Hamilton (Original Broadway Cast Recording) is the cast album to the 2015 musical Hamilton. The musical is based on the 2004 biography of Alexander Hamilton written by Ron Chernow, with music, lyrics, and book by Lin-Manuel Miranda. The recording stars Lin-Manuel Miranda, Leslie Odom Jr., Phillipa Soo, Renée Elise Goldsberry, Christopher Jackson, Daveed Diggs, Anthony Ramos, Okieriete Onaodowan, Jasmine Cephas Jones, and Jonathan Groff. The ensemble features Jon Rua, Thayne Jasperson, Sydney James Harcourt, Ephraim Sykes, Ariana DeBose, and Sasha Hutchings. The musicians on the album are Alex Lacamoire, Kurt Crowley, Andres Forero, Robin Macatangay, Richard Hammond, Benny Reiner, Jonathan Dinklage, Erin Benim Mayland, Anja Wood, Mario Gotoh, and Laura Sherman. It achieved the largest first week sales for a digital cast album and is the highest-charting cast album since 1963. It was the highest-selling Broadway cast album of 2015 and peaked at number one on the Rap Albums chart, the first cast album to ever do so. After being certified nine times platinum by the RIAA in 2021, Hamilton became the best-selling cast album of all time.

Commercial reception
The cast album for the musical premiered in September 2015 on NPR's website. Its digital release on September 25, 2015, debuted on numerous charts and was released in stores as a two-disc set on October 16, 2015. It debuted at number one on the Top Broadway Albums chart, as well as number 3 on Top Rap Albums. Hamilton's debut was the second-biggest first week sales of a Broadway cast album, just behind the cast album for the musical Rent. It debuted at number 12 on the overall Billboard 200 chart for sales, with over 2.1 million streams combined from digital service providers, the largest streaming debut for a cast album ever. Following the 70th Tony Awards in 2016, the album re-peaked at number 3 on the Billboard 200 chart, making it one of only three cast recordings to reach the top 10 in the last 50 years. The album reached a new peak of number two in July 2020, following the release of the live stage film of the Broadway production on July 3, 2020. This made Hamilton the highest charting cast album since Hair in 1969. This peak also came on the album's 250th consecutive week on the Billboard 200.

◆ **GIVEN REQUEST 1**
Answer these questions about the Hamilton cast album text:
(a) Which book is the musical based on?
(b) On what date was the album released digitally?
(c) What peak did the album reach on the Billboard 200 in July 2020?

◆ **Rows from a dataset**
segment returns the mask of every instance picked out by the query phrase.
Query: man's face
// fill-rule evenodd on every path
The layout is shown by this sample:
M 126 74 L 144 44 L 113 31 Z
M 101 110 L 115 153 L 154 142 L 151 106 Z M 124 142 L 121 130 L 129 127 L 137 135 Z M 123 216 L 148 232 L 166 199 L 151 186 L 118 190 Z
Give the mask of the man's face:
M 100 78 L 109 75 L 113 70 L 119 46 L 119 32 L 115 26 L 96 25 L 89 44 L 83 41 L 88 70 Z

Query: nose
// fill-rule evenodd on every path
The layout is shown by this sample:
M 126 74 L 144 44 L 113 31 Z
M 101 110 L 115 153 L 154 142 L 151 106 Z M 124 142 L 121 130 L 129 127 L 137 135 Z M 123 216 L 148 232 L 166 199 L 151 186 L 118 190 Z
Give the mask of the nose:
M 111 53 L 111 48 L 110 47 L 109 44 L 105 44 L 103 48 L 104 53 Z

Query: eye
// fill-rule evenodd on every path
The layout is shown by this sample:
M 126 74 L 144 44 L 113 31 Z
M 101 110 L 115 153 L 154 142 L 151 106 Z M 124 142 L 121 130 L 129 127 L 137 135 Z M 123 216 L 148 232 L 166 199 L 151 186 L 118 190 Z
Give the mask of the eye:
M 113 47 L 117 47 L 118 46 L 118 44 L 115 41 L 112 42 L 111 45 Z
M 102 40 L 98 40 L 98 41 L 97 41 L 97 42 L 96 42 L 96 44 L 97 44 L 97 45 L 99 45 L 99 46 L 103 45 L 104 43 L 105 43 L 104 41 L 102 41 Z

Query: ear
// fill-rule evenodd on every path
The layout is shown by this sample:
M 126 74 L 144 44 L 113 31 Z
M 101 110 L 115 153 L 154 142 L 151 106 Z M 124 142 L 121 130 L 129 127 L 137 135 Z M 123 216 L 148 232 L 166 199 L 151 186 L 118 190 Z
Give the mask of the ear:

◆ **GIVEN REQUEST 2**
Rescale the records by rewriting every line, requests included. Multiply each coordinate in the answer outlines by 0.25 and round to whole numbers, with halves rounding up. Leave the numbers in the requests and their format samples unchanged.

◆ **WRITTEN REPLY 1**
(a) The 2004 biography of Alexander Hamilton written by Ron Chernow.
(b) September 25, 2015.
(c) Number two.

◆ **WRITTEN REPLY 2**
segment returns the mask of every instance picked out by the query phrase.
Query: man's face
// fill-rule evenodd on every path
The layout is shown by this sample:
M 126 74 L 144 44 L 113 31 Z
M 101 110 L 115 153 L 154 142 L 151 106 Z M 124 142 L 121 130 L 129 127 L 137 135 Z M 123 216 L 148 232 L 166 199 L 151 186 L 118 190 Z
Give the mask of the man's face:
M 25 20 L 27 19 L 28 18 L 30 12 L 30 8 L 29 7 L 24 6 L 22 11 L 21 10 L 22 18 Z

Query: nose
// fill-rule evenodd on every path
The layout is shown by this sample:
M 126 74 L 144 44 L 113 31 Z
M 101 110 L 115 153 L 154 142 L 151 106 Z M 124 142 L 121 130 L 129 127 L 137 135 Z M 123 216 L 148 232 L 166 199 L 151 186 L 118 190 Z
Give the mask of the nose:
M 28 13 L 28 12 L 28 12 L 27 11 L 26 11 L 26 12 L 26 13 Z

Query: eye
// fill-rule evenodd on every path
The layout is shown by this sample:
M 126 74 L 144 44 L 113 31 Z
M 101 110 L 115 153 L 154 142 L 151 106 Z M 124 142 L 121 130 L 129 127 L 137 135 Z M 123 216 L 148 232 L 166 199 L 151 186 L 118 190 Z
Give the mask of the eye:
M 28 12 L 29 12 L 30 12 L 30 11 L 29 10 L 28 11 L 28 11 Z
M 26 10 L 25 10 L 25 10 L 24 10 L 24 11 L 24 11 L 24 11 L 24 11 L 24 11 L 25 11 L 25 12 L 26 11 L 26 11 L 26 11 L 26 10 L 26 10 Z

Query: ear
// fill-rule evenodd on every path
The layout is shown by this sample:
M 126 74 L 144 44 L 113 31 Z
M 101 110 L 115 153 L 154 142 L 151 106 Z M 124 142 L 121 130 L 129 127 L 137 135 Z M 123 216 L 148 232 L 166 199 L 151 186 L 118 190 Z
Give the mask of the ear:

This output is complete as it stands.